What this task involves ▸
Rewrite the records below with every "keypoint" changed to "marker" and all other text left as it is.

═════ Material to process ═════

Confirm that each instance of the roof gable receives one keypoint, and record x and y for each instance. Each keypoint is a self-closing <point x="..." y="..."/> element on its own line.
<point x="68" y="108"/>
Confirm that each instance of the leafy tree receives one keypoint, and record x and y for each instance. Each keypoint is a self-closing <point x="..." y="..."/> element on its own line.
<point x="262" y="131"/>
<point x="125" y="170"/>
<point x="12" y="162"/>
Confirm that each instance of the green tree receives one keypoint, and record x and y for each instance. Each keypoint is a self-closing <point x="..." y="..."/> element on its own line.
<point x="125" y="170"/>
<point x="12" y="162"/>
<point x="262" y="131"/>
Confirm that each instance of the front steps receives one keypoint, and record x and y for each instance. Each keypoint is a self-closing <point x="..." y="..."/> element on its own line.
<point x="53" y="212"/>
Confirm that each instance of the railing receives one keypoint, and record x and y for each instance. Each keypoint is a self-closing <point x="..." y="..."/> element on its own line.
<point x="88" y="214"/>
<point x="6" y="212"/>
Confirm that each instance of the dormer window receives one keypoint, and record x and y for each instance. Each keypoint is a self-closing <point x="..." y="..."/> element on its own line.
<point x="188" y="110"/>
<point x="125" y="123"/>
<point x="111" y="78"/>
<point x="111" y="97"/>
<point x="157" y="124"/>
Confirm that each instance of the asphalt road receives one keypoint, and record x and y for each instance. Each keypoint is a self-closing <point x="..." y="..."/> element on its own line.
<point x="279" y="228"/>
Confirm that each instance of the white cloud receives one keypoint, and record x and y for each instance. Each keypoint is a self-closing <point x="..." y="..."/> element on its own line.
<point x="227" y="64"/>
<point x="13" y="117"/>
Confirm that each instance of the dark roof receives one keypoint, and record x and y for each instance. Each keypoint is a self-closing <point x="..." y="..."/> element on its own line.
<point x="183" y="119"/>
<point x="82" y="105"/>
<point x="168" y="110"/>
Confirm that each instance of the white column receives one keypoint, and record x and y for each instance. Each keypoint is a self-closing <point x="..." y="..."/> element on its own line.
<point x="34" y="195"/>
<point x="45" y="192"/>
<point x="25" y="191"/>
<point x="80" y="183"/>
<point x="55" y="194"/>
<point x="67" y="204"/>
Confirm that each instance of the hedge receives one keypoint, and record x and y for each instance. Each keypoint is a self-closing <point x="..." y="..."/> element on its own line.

═════

Solved problem ▸
Confirm that each instance of the roof gable receives one marker, and record x and y for each instance. Each marker is a self-closing <point x="..." y="..."/> element on its own line.
<point x="68" y="108"/>
Confirm that each instance of the leafy tree receives one marker, and record x and y for each instance. Each marker is a self-closing <point x="..." y="..."/> element on its own line.
<point x="262" y="131"/>
<point x="125" y="170"/>
<point x="12" y="162"/>
Confirm that each instance of the green tree receives one marker, and record x and y for each instance. Each marker is a self-closing <point x="..." y="..."/> element on its own line.
<point x="125" y="170"/>
<point x="12" y="162"/>
<point x="262" y="131"/>
Confirm that each instance of the front steps receives one marker, and record x and y for each instance. Each marker is a self-closing <point x="..." y="..."/> element on its own line.
<point x="53" y="212"/>
Confirm that each instance of the railing receives one marker, and record x and y for each instance. Each marker is a self-closing <point x="..." y="..."/> element on its own line.
<point x="88" y="214"/>
<point x="6" y="212"/>
Confirm that each instance of the dormer window receives one marker, and record x and y for each instance. Each marker is a self-closing <point x="..." y="..."/> element on its own line.
<point x="188" y="110"/>
<point x="125" y="123"/>
<point x="111" y="78"/>
<point x="111" y="97"/>
<point x="157" y="124"/>
Confirm that each instance of the asphalt road receives one marker, and record x and y for each instance. Each marker is a self-closing <point x="..." y="..."/> element on its own line.
<point x="279" y="228"/>
Confirm that each instance of the white cloud receives one marker, and record x and y for each instance. Each marker is a self-closing <point x="..." y="..."/> element on its own line.
<point x="227" y="64"/>
<point x="13" y="117"/>
Confirm that each instance of the dark roof receives one marker, and record x and y for each instance. Each marker is a self-closing <point x="..." y="..."/> element on its own line.
<point x="183" y="119"/>
<point x="82" y="105"/>
<point x="168" y="110"/>
Confirm that each instance of the white column receives one marker, and record x and y for each instance. Each marker is a self-closing <point x="..." y="..."/> element on its own line.
<point x="34" y="195"/>
<point x="45" y="192"/>
<point x="25" y="191"/>
<point x="80" y="183"/>
<point x="55" y="194"/>
<point x="67" y="204"/>
Confirm that each instance of the hedge receives one marker, and record x and y for each instance. Each marker is a self-closing <point x="..." y="..."/> element on its own line.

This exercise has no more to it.